— START SOURCE —
Last night was even colder than the night before. The temperature dipped to -6C, a freezing that aggravated the house no end. So once again last night there were pops and booms signifying expansion/contraction as the roof trusses moaning and groaning in complaint over the winter-grade cold. Loud enough to wake me, but again, not Irving. And this time Jackie and Jillie just ignored the sound intrusion. It isn't hard to imagine in the deep, dark of night's solitude that the roof is preparing to collapse. Doesn't matter how many years have returned to this very same scenario in the past. The sound is loud, and it's alarming. In another month, I'll be ignoring it, too.
It did warm up somewhat as morning crept past a very dark dawn. But 0C was as high as it was prepared to go, today. It was -2C when we came down for breakfast, and a light accumulation of freezing rain appeared on the deck like minuscule hail fragments. When Jackie and Jillie came back into the house their haircoats were full of tiny frozen little bits of ice.
After breakfast, I thought I'd use the extra pasty dough that was excess to the butter tarts I had baked on Friday, and refrigerated for use later in the new week. We'd bought some lovely little Ontario crop pears yesterday that would make a perfect few dumplings to make use of the pastry, I thought. So after cleaning the bathrooms and gathering the towels we'd used upstairs and down for tomorrow's laundry, I prepared pear dumplings.
— END SOURCE —
## JOB 1
Can you print, word for word, the part of the journal entry above that opens with the words containing "It did warm" and closes with "prepared pear dumplings."?
— START DATA SHOWN —
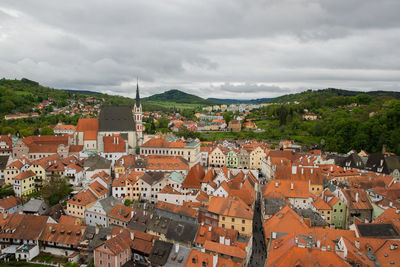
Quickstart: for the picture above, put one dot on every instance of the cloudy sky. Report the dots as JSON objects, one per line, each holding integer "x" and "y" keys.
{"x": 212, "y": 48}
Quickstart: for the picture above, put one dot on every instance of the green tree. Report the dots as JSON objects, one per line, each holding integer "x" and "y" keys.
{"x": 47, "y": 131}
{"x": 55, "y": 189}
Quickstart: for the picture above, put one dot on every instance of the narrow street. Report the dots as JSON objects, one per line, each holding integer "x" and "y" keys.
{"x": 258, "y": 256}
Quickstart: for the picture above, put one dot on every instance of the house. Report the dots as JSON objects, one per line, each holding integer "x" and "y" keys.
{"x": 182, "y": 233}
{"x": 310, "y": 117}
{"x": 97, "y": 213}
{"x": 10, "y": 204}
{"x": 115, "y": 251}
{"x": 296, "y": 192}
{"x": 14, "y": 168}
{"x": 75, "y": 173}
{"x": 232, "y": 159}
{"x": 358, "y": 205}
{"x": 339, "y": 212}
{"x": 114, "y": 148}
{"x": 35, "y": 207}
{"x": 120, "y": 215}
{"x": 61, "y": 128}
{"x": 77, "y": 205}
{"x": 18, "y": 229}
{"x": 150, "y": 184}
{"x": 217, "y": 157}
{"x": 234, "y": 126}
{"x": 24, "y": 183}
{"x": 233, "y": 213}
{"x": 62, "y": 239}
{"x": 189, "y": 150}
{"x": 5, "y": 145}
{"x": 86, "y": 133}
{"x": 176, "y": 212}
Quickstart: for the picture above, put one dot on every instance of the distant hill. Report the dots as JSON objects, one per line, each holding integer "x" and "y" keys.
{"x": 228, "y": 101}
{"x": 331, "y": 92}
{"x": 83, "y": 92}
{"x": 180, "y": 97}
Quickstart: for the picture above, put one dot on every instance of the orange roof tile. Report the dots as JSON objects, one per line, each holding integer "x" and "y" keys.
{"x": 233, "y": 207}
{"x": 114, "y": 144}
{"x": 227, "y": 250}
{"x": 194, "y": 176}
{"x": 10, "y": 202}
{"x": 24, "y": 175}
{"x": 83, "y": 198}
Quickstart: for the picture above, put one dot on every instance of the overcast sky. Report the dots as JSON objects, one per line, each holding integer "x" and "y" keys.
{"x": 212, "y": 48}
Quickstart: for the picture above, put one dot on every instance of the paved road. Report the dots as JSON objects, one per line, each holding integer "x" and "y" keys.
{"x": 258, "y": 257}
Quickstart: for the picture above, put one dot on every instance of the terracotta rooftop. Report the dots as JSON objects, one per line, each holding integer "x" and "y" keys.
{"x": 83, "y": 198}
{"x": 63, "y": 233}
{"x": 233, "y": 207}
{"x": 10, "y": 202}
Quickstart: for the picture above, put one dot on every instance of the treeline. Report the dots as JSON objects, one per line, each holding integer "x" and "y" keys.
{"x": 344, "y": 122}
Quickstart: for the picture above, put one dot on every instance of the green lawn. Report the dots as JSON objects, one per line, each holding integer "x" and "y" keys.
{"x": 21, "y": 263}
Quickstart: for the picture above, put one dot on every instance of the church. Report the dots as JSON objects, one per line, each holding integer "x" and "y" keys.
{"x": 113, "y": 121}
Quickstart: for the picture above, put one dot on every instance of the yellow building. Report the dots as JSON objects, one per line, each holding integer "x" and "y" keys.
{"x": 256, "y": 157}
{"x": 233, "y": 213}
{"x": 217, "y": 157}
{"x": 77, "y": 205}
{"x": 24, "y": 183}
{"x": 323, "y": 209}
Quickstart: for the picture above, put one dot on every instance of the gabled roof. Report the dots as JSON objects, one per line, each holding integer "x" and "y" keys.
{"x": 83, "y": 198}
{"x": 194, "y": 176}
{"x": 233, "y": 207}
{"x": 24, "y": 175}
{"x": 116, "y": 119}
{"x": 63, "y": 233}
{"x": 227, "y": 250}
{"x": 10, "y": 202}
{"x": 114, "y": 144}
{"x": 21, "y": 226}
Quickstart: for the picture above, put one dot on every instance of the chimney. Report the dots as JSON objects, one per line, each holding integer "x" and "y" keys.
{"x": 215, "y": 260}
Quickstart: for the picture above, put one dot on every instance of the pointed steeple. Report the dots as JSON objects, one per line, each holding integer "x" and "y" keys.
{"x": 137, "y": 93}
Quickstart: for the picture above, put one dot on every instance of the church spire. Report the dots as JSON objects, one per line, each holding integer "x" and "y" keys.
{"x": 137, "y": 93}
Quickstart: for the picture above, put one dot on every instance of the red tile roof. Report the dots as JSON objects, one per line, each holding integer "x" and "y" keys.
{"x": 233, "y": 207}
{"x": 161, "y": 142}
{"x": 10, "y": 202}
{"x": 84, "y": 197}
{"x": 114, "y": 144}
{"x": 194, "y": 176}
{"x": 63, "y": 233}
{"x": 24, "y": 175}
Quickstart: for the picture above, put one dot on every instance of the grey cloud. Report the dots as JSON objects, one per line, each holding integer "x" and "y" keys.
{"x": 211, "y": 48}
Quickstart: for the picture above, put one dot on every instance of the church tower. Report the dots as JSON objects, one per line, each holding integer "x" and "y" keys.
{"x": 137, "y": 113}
— END DATA SHOWN —
— START DATA SHOWN —
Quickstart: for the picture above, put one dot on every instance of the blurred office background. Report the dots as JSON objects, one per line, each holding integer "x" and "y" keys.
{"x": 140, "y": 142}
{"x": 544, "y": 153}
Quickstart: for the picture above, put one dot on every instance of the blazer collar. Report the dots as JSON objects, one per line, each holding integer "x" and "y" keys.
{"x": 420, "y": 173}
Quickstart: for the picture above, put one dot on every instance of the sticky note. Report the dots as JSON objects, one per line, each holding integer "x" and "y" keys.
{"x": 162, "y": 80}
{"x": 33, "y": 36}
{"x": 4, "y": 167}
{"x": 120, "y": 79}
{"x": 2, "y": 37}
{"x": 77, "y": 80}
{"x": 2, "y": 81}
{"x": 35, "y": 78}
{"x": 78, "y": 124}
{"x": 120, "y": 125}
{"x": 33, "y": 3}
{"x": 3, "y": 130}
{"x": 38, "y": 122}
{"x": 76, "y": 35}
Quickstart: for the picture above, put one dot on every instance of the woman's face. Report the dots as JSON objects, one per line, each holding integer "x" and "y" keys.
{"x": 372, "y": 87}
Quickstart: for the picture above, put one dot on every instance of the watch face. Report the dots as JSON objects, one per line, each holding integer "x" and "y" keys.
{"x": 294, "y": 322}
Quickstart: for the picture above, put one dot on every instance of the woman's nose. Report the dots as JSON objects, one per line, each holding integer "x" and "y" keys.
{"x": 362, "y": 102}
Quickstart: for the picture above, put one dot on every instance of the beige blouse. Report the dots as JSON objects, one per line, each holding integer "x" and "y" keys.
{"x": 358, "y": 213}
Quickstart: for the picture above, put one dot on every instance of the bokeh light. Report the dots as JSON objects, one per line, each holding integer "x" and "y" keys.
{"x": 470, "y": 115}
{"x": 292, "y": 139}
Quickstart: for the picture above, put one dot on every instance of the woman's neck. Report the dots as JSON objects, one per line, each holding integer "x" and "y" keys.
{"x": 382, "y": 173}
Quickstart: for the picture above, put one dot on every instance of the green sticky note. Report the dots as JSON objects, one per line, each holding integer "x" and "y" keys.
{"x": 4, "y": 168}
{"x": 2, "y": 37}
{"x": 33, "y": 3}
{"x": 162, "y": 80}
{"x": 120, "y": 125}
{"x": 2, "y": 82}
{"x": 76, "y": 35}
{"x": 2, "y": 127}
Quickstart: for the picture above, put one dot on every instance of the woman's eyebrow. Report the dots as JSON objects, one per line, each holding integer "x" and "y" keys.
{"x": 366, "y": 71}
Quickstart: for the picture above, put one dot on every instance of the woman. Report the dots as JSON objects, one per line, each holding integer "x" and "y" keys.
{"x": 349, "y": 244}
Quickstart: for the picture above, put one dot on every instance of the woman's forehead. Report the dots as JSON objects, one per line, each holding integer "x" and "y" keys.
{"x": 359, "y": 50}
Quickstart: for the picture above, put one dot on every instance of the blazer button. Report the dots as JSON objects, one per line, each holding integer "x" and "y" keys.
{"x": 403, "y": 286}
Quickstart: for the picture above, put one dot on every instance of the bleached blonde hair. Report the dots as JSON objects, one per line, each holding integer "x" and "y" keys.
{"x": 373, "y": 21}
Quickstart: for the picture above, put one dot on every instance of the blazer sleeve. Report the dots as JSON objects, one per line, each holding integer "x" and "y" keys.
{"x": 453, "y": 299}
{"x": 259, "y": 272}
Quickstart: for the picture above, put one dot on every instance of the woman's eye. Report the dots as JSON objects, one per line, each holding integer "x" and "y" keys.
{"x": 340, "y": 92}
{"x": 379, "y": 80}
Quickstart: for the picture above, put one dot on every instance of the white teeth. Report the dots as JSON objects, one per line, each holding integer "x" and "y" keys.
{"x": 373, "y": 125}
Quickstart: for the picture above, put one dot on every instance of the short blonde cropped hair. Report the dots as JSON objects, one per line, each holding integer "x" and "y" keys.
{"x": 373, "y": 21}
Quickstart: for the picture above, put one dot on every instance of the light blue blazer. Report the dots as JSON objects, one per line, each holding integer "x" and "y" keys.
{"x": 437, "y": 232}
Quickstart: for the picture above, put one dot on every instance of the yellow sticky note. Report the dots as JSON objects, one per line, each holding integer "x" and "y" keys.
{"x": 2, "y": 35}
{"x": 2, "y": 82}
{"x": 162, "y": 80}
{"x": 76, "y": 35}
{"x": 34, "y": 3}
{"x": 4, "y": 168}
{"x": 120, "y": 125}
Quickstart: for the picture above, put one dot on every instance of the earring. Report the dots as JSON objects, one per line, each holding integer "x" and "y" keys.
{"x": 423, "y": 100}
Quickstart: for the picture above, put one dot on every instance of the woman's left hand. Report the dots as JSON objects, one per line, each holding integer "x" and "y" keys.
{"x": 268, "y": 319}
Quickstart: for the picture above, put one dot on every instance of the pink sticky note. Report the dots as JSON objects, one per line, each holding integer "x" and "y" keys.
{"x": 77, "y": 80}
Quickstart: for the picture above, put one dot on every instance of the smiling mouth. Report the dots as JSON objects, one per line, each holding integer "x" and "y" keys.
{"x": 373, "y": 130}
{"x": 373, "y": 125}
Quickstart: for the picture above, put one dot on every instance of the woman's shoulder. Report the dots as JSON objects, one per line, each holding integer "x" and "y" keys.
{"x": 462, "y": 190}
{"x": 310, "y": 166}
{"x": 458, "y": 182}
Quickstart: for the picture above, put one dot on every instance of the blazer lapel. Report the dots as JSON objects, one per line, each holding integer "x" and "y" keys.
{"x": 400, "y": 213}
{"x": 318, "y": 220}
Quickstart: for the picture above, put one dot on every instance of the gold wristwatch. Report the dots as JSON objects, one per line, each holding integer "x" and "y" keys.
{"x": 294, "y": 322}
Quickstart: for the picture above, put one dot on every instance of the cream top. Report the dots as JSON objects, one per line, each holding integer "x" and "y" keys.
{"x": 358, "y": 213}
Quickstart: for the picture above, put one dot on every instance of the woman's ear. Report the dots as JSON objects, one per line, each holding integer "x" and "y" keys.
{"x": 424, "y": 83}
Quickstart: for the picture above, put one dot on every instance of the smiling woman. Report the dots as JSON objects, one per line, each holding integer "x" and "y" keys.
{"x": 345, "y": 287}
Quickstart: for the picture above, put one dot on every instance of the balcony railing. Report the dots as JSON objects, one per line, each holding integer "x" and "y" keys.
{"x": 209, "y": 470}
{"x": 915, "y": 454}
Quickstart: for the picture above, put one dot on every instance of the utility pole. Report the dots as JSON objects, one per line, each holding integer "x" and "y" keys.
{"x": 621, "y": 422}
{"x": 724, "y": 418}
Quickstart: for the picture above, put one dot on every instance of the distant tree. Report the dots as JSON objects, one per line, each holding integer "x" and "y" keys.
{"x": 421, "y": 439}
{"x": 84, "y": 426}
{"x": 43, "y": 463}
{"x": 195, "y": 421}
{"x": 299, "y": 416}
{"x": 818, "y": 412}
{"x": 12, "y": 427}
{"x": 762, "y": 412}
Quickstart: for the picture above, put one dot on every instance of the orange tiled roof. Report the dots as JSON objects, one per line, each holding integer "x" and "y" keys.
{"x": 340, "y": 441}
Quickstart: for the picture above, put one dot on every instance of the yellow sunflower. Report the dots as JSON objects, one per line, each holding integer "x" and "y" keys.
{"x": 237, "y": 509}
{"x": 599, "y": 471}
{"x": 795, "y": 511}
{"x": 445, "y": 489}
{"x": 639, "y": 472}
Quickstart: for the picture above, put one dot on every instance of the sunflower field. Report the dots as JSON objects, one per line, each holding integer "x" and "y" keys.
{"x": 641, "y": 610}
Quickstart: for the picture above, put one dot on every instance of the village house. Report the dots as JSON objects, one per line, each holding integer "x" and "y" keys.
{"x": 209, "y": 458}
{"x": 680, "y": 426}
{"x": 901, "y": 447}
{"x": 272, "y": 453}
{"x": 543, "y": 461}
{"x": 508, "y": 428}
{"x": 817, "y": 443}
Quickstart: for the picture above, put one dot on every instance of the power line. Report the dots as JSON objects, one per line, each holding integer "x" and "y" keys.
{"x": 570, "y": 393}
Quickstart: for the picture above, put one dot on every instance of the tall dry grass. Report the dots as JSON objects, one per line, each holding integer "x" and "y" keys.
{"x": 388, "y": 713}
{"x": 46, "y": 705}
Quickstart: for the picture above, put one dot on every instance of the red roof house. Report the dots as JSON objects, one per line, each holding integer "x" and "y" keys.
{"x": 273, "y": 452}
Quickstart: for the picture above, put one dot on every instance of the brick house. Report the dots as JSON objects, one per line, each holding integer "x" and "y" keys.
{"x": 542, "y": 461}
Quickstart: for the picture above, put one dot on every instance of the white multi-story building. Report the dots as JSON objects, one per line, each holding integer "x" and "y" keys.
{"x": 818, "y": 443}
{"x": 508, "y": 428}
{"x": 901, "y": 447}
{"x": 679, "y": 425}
— END DATA SHOWN —
## JOB 2
Which lines of the records contain the string "distant"? Find and copy each of them in full, treating uppercase and lowercase as different.

## RESULT 1
It did warm up somewhat as morning crept past a very dark dawn. But 0C was as high as it was prepared to go, today. It was -2C when we came down for breakfast, and a light accumulation of freezing rain appeared on the deck like minuscule hail fragments. When Jackie and Jillie came back into the house their haircoats were full of tiny frozen little bits of ice.
After breakfast, I thought I'd use the extra pasty dough that was excess to the butter tarts I had baked on Friday, and refrigerated for use later in the new week. We'd bought some lovely little Ontario crop pears yesterday that would make a perfect few dumplings to make use of the pastry, I thought. So after cleaning the bathrooms and gathering the towels we'd used upstairs and down for tomorrow's laundry, I prepared pear dumplings.

## RESULT 2
Quickstart: for the picture above, put one dot on every instance of the distant hill. Report the dots as JSON objects, one per line, each holding integer "x" and "y" keys.
Quickstart: for the picture above, put one dot on every instance of the distant tree. Report the dots as JSON objects, one per line, each holding integer "x" and "y" keys.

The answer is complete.